— GOAL —
Rewrite the lines below, swapping "innermost point" for "central point" wherever it appears and leaving everything else as it is.

— DATA SECTION —
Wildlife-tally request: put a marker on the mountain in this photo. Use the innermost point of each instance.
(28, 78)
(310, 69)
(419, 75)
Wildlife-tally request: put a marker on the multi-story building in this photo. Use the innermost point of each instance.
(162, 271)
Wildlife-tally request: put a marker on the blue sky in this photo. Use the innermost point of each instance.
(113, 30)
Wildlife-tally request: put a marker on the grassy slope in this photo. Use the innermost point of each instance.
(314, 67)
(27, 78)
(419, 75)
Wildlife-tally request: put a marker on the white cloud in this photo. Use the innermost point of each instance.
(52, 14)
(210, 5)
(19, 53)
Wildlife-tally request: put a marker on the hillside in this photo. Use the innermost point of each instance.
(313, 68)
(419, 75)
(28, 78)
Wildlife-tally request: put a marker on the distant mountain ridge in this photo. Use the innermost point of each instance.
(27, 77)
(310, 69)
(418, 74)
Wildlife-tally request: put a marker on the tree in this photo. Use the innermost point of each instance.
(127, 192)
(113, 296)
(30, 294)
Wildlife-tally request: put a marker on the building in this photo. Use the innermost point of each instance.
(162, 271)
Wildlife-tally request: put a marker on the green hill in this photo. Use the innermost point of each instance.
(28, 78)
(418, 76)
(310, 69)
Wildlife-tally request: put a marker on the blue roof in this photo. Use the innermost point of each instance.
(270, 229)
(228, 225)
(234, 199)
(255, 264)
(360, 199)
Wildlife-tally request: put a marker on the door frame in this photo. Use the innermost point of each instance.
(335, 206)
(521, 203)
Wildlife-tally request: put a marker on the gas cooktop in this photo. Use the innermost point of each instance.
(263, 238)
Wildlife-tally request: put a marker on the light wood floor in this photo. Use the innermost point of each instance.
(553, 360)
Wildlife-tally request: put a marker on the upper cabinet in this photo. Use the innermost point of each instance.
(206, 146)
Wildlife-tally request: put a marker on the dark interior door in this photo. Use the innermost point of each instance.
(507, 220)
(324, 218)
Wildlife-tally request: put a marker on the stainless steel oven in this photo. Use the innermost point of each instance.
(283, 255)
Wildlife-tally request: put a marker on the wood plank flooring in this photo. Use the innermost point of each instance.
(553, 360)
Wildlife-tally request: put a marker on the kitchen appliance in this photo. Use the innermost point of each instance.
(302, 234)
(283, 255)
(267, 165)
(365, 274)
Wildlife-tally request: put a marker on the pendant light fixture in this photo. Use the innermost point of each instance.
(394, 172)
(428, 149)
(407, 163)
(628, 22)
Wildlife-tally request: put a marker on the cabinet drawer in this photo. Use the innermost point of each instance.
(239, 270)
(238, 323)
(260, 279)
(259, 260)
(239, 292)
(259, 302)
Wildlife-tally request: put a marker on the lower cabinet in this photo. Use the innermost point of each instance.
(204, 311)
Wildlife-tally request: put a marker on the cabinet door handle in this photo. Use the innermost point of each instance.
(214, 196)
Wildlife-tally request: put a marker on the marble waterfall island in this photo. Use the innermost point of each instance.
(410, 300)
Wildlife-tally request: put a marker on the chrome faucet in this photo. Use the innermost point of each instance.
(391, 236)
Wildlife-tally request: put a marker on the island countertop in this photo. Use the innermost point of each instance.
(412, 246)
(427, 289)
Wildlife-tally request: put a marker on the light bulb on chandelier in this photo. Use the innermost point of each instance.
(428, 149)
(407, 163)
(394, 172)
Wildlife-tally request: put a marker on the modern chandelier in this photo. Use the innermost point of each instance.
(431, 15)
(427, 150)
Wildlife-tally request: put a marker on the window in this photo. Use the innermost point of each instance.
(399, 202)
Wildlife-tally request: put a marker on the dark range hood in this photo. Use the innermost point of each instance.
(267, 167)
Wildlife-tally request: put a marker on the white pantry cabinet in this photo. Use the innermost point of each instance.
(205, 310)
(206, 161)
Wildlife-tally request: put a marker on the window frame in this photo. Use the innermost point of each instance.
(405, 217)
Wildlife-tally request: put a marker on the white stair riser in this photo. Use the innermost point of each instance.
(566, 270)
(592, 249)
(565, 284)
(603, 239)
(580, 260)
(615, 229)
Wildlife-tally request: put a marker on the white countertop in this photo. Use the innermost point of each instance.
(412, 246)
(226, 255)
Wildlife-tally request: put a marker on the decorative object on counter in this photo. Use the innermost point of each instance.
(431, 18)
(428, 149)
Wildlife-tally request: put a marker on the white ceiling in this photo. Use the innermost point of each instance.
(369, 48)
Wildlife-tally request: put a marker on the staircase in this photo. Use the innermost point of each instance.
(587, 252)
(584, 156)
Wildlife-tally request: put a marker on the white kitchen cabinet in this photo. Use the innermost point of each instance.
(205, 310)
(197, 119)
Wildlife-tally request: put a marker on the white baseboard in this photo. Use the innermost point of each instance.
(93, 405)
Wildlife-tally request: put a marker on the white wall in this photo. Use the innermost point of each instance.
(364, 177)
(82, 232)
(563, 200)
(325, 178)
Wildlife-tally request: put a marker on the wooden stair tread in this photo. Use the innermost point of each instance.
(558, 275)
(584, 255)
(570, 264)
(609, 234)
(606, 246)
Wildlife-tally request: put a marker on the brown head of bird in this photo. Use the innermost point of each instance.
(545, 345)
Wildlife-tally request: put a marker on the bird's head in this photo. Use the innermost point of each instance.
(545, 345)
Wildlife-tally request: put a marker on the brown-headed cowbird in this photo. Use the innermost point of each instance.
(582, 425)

— SOLUTION BELOW —
Wildlife-tally request: put a marker on the mountain in this photo. Use the central point of each instance.
(28, 78)
(310, 69)
(419, 75)
Wildlife-tally request: put a marker on the multi-story building in this photo. Use the central point of each instance.
(162, 271)
Wildlife-tally request: put a marker on the blue sky in this photo. Use the central point of each instance.
(113, 30)
Wildlife-tally request: put a marker on the grassy slope in this photo. Use the central point of each instance.
(314, 67)
(27, 78)
(419, 75)
Wildlife-tally request: put a marker on the white cloud in this photo. Use the central point of each instance.
(52, 14)
(210, 5)
(19, 53)
Wildlife-tally request: put a marker on the hillside in this photo. Use the central point of each instance.
(313, 68)
(419, 75)
(28, 78)
Wildlife-tally request: put a marker on the distant mountain ridge in this photo. Use the central point of each instance.
(27, 77)
(310, 69)
(418, 74)
Wildlife-tally request: put a marker on the tree in this photo. Use the central point of each instance.
(127, 192)
(113, 296)
(30, 294)
Wildlife-tally request: put a marker on the building in this photo. Use the central point of each instance.
(162, 271)
Wildlife-tally request: put a marker on the green hill in this photo. Use the central point of each instance.
(28, 78)
(418, 76)
(310, 69)
Wildlife-tally request: put a marker on the blue roof in this photo. Use the central point of each instance.
(270, 229)
(228, 225)
(234, 199)
(255, 264)
(360, 199)
Wildlife-tally request: put a marker on the door frame in this photo. Use the central point of each instance.
(335, 206)
(521, 203)
Wildlife-tally request: put a marker on the gas cooktop in this photo. Use the central point of each instance.
(263, 238)
Wildlife-tally request: put a marker on the light wood floor in this photo. Use the central point of each instance.
(553, 360)
Wildlife-tally request: put a marker on the upper cabinet in this photo. Use the central point of each instance.
(206, 146)
Wildlife-tally request: put a marker on the dark interior door in this photo. Use the central point of each instance.
(507, 220)
(324, 218)
Wildlife-tally request: put a marker on the stainless steel oven in this photo. Use the central point of each instance.
(283, 255)
Wildlife-tally request: put a marker on the wood plank flooring in this photo. Use the central point of each instance.
(553, 360)
Wildlife-tally request: put a marker on the kitchen appliance in this photo. Use the central point of each instance.
(302, 234)
(283, 255)
(267, 165)
(365, 274)
Wildlife-tally request: put a marker on the pendant light fixture in this photo. Use the central point of each instance.
(394, 172)
(428, 149)
(407, 163)
(628, 22)
Wildlife-tally request: put a marker on the cabinet drawer in this photo. Use the central point of each instance.
(239, 270)
(238, 323)
(260, 279)
(259, 260)
(239, 292)
(259, 302)
Wildlife-tally request: put a marker on the lower cabinet in this photo. Use the central point of each instance.
(204, 311)
Wildlife-tally request: put a marker on the cabinet door handle in this photo. Use the central point of each instance.
(214, 196)
Wildlife-tally request: put a marker on the marble waterfall island in this photo. Use the central point of each instance.
(410, 300)
Wildlife-tally request: put a marker on the chrome faucet in this photo. Use the central point of each instance.
(391, 236)
Wildlife-tally request: put a marker on the island countertop in this photo. Use the central point of each instance.
(412, 246)
(427, 289)
Wildlife-tally request: put a marker on the light bulb on chandelier in this photo. Use the central point of each instance.
(428, 149)
(407, 163)
(394, 172)
Wildlife-tally request: put a marker on the modern chandelier in this photo. Use the central point of each instance.
(431, 15)
(427, 150)
Wildlife-tally request: put a marker on the window in this photo. Use the central point of each instance.
(399, 202)
Wildlife-tally request: put a marker on the dark range hood in this photo. Use the central point of each instance.
(267, 167)
Wildlife-tally request: put a marker on the white pantry cabinet in this photo. Use the central point of each instance.
(205, 310)
(206, 161)
Wildlife-tally request: put a marker on the window frame in this photo. Use the central point of each instance.
(405, 217)
Wildlife-tally request: put a marker on the white stair riser in this photo. Use the central point of each instance.
(566, 270)
(592, 249)
(565, 284)
(603, 239)
(580, 260)
(615, 229)
Wildlife-tally request: put a marker on the white countertop in this photo. Use the central point of each instance.
(412, 246)
(226, 255)
Wildlife-tally request: put a marker on the decorative object on counter in this photo. Use the central point of each instance.
(431, 18)
(428, 149)
Wildlife-tally request: put a marker on the white ceiling in this photo. Use the central point of each instance.
(369, 48)
Wildlife-tally request: put a marker on the staircase in this photo. Use the central point of each instance.
(587, 252)
(584, 156)
Wildlife-tally request: put a marker on the white kitchen cabinet in this photo. Use the central point of each instance.
(205, 310)
(197, 119)
Wildlife-tally request: put a marker on the white baseboard in this photo. Use the central point of each instance.
(93, 405)
Wildlife-tally request: put a marker on the white wall in this photo. Use the central point of each instance.
(364, 177)
(82, 232)
(563, 200)
(325, 178)
Wildlife-tally request: put a marker on the wooden stair tread in this photo. Use the central point of each instance.
(558, 275)
(584, 255)
(570, 264)
(609, 234)
(606, 246)
Wildlife-tally request: put a marker on the brown head of bird in this photo. Use the central point of each instance.
(545, 345)
Wildlife-tally request: put a marker on the bird's head in this photo. Use the central point of each instance.
(545, 345)
Wildlife-tally request: put a marker on the brown-headed cowbird in this photo. Use the central point of each instance.
(582, 425)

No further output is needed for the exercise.